Listed records

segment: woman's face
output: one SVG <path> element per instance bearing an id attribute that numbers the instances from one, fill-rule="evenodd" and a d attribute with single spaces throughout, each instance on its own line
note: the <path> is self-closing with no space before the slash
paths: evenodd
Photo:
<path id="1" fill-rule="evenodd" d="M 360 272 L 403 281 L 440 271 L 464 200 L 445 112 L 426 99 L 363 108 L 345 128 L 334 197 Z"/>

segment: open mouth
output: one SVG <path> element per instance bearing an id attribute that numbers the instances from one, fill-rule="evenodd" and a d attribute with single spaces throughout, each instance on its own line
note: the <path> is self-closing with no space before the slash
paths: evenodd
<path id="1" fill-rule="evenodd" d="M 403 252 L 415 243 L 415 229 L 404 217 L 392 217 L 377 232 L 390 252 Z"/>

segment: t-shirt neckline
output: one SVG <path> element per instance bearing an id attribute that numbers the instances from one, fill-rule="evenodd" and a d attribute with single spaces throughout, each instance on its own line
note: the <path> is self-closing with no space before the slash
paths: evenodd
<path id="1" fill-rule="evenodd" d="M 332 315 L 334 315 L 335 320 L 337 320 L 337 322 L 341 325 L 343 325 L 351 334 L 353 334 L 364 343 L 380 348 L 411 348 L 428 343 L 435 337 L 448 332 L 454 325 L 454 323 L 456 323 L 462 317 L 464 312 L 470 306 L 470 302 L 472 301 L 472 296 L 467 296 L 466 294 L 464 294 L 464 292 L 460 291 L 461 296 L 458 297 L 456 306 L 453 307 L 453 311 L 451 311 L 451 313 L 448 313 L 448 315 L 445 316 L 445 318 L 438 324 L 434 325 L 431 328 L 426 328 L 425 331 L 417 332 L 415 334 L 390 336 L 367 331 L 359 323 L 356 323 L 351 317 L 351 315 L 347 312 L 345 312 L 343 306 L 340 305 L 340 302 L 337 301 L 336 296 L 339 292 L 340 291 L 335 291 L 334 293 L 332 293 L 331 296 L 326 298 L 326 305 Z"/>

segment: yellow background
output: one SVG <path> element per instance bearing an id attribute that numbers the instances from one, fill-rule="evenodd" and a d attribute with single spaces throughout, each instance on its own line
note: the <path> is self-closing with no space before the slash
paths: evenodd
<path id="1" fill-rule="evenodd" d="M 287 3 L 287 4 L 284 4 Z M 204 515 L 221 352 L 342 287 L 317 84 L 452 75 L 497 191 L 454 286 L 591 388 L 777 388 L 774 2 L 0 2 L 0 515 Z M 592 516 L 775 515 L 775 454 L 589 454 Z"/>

Goal
Please return all of the data above line for line, without changing a single character.

Finished task
segment: woman's face
output: one SVG <path> element per instance bearing an id attribute that numbers the instances from one, fill-rule="evenodd" and a d attribute with single spaces throughout, each instance on its own line
note: the <path> is self-closing with no space before the slash
paths: evenodd
Photo:
<path id="1" fill-rule="evenodd" d="M 360 272 L 403 281 L 440 271 L 464 200 L 445 112 L 426 99 L 363 108 L 345 128 L 334 197 Z"/>

segment: open mouth
output: one SVG <path> element per instance bearing an id attribute that numbers the instances from one, fill-rule="evenodd" and a d attribute with single spaces throughout, each instance on its own line
note: the <path> is self-closing with no space before the slash
paths: evenodd
<path id="1" fill-rule="evenodd" d="M 403 252 L 415 243 L 415 229 L 404 217 L 392 217 L 377 232 L 390 252 Z"/>

segment: t-shirt neckline
output: one SVG <path> element per instance bearing an id attribute that numbers the instances from one, fill-rule="evenodd" and a d attribute with single spaces throughout, each instance on its own line
note: the <path> is self-closing with no space before the slash
paths: evenodd
<path id="1" fill-rule="evenodd" d="M 332 315 L 334 315 L 335 320 L 337 320 L 337 322 L 341 325 L 343 325 L 351 334 L 353 334 L 364 343 L 380 348 L 411 348 L 428 343 L 435 337 L 448 332 L 454 325 L 454 323 L 456 323 L 462 317 L 464 312 L 470 306 L 470 302 L 472 301 L 472 296 L 467 296 L 466 294 L 464 294 L 464 292 L 460 291 L 461 296 L 458 297 L 456 306 L 453 307 L 453 311 L 451 311 L 451 313 L 448 313 L 448 315 L 445 316 L 445 318 L 438 324 L 434 325 L 431 328 L 426 328 L 425 331 L 417 332 L 415 334 L 390 336 L 367 331 L 359 323 L 356 323 L 351 317 L 351 315 L 347 312 L 345 312 L 343 306 L 340 305 L 340 302 L 337 301 L 336 296 L 339 292 L 340 291 L 335 291 L 334 293 L 332 293 L 331 296 L 326 298 L 326 305 Z"/>

segment: yellow background
output: one SVG <path> element per instance bearing an id attribute that numbers the instances from one, fill-rule="evenodd" and a d attribute with single spaces throughout, each instance on its own line
note: the <path> is self-closing with no space before the slash
paths: evenodd
<path id="1" fill-rule="evenodd" d="M 287 3 L 287 4 L 284 4 Z M 204 515 L 221 352 L 342 287 L 317 84 L 452 75 L 497 191 L 454 286 L 591 388 L 777 388 L 774 2 L 0 2 L 0 515 Z M 592 516 L 775 515 L 775 454 L 589 454 Z"/>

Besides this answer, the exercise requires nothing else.